→ TASK MATERIAL:
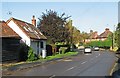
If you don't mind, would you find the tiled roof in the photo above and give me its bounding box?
[7,18,47,40]
[0,21,20,38]
[99,28,112,38]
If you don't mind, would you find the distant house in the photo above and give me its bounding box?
[97,28,112,41]
[0,21,21,62]
[7,16,47,55]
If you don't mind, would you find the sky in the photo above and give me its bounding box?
[0,0,118,34]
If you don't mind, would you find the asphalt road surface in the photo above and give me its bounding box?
[9,51,116,77]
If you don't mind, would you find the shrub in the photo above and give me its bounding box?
[59,47,67,54]
[19,43,29,61]
[27,47,38,61]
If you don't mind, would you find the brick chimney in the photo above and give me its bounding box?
[32,15,36,26]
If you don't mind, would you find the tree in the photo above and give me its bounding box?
[65,20,80,44]
[38,10,70,43]
[116,23,120,48]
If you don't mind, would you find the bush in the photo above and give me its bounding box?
[27,47,38,61]
[19,43,29,61]
[59,47,67,54]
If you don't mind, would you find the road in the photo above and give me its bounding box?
[9,51,116,77]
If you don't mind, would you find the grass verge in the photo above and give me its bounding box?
[2,52,78,69]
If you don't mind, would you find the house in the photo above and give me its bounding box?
[7,16,47,55]
[0,21,21,62]
[97,28,112,41]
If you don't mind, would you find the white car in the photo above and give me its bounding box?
[84,47,92,53]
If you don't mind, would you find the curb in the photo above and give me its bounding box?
[2,53,79,76]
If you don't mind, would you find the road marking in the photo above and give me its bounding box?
[91,58,93,60]
[63,60,72,61]
[49,75,55,78]
[81,61,87,64]
[110,63,117,76]
[66,67,75,71]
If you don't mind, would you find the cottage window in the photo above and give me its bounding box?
[40,42,43,48]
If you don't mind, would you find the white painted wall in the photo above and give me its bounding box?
[30,41,37,54]
[40,40,46,52]
[8,20,30,46]
[30,40,46,55]
[8,20,46,54]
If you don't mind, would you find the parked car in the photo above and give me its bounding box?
[84,47,92,53]
[93,46,99,51]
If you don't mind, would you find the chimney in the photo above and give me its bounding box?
[32,15,36,26]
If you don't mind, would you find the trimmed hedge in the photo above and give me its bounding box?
[85,40,112,47]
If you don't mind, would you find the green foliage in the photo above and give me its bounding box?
[85,39,112,47]
[27,47,37,61]
[38,10,70,43]
[115,23,120,48]
[65,20,81,44]
[46,52,78,60]
[59,47,67,54]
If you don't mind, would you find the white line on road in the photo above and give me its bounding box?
[81,61,87,64]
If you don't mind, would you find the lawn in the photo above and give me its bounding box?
[45,52,78,60]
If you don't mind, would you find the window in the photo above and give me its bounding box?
[40,42,43,48]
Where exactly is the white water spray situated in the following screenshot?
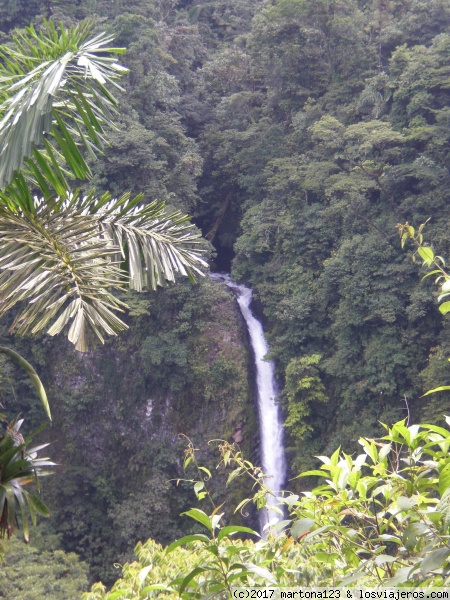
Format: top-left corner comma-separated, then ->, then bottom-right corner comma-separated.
211,273 -> 286,533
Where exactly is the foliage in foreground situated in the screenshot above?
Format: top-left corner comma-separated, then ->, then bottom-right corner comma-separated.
83,418 -> 450,600
0,415 -> 55,541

→ WRITTEN EXERCISE: Rewrite all of the data above as a JSON list of strings, with one string for each line. Leave out blank lines and the pictures.

→ OUTPUT OF THE TASK:
[
  "If you don't mind, would you find the tiled roof in the photo above and give me its bounding box?",
  "[7,18,47,40]",
  "[0,21,20,38]",
  "[99,28,112,38]",
  "If you don't mind, would you find the distant house in the photo above and give me its bounding box?",
  "[97,28,112,41]",
  "[0,21,21,62]",
  "[7,16,47,55]",
  "If you don't mind, would you find the sky in the photo above and give me its bounding box?",
  "[0,0,118,34]",
  "If you don't mind, would you find the asphalt road surface in the photo above and give me its bounding box?",
  "[9,51,116,77]",
  "If you don't mind, would you find the shrub in the photo above and give me its bounding box?",
  "[59,47,67,54]",
  "[19,43,29,61]",
  "[27,47,38,61]",
  "If you don't mind, would you find the brick chimney in the photo above and give me its bounding box?",
  "[32,15,36,26]",
  "If you don't mind, would you find the tree in the photo above and give me its bounding box?",
  "[65,20,80,44]",
  "[38,10,70,43]",
  "[116,23,120,48]",
  "If you don't mind, would you find the bush in the photo above and give me its bounding box?",
  "[27,47,38,61]",
  "[19,43,29,61]",
  "[59,47,67,54]",
  "If you don't mind, would you find the road in the photo above and give me its bounding box?",
  "[9,51,116,77]",
  "If you don't mind, would you find the grass verge in the photo above and give me its bounding box?",
  "[2,52,78,69]",
  "If you don't mind, would you find the house in the photo above and give me its bounding box?",
  "[7,16,47,55]",
  "[0,21,21,62]",
  "[97,28,112,41]",
  "If you don't mind, would you find the white car in the photo above and give me its bounding box?",
  "[84,47,92,53]",
  "If you don't mind, would you find the curb in the photo above and give me its bounding box?",
  "[2,53,79,76]",
  "If you don't mind, would you find the road marking in the photo above and give me its bounding box?",
  "[91,58,93,60]",
  "[63,60,72,61]",
  "[49,75,55,78]",
  "[81,61,87,64]",
  "[110,63,117,76]",
  "[66,67,75,71]",
  "If you don't mind, would you find the cottage window in the photo above and give me its bounding box?",
  "[40,42,43,48]",
  "If you don't mind, would you find the white painted wall in the photo above and give me its bounding box?",
  "[30,41,37,54]",
  "[40,40,46,52]",
  "[8,20,30,46]",
  "[30,40,46,55]",
  "[8,20,46,54]",
  "If you don't mind, would you find the parked car in the photo above and give me its bounding box?",
  "[84,47,92,53]",
  "[93,46,99,51]",
  "If you don't mind, would you find the chimney in the photo above and give me its bounding box?",
  "[32,15,36,26]",
  "If you don't mind, would you find the trimmed hedge in the photo above and give me its bounding box?",
  "[85,40,112,47]",
  "If you don't mind, would you find the green foliage in the photo above and give me its bounding box?",
  "[85,39,112,47]",
  "[27,47,37,61]",
  "[38,10,70,43]",
  "[115,23,120,48]",
  "[65,20,81,44]",
  "[46,52,78,60]",
  "[59,47,67,54]",
  "If you don't mind, would you find the white line on road in the photo above and give me its bounding box?",
  "[81,61,87,64]",
  "If you don't mind, would you find the lawn in the photo above and give me its bounding box?",
  "[45,52,78,60]",
  "If you don't mind, would you find the window in the photo above and give me its bounding box?",
  "[40,42,43,48]",
  "Where exactly is the white water spray situated in the following screenshot?",
  "Format: top-left corner comma-separated, then ->, then bottom-right corner comma-separated.",
  "211,273 -> 286,533",
  "Where exactly is the foliage in foreground situated in the screenshot above?",
  "Format: top-left corner comma-separated, then ->, then bottom-right corner comma-separated.",
  "83,418 -> 450,600",
  "0,415 -> 55,541"
]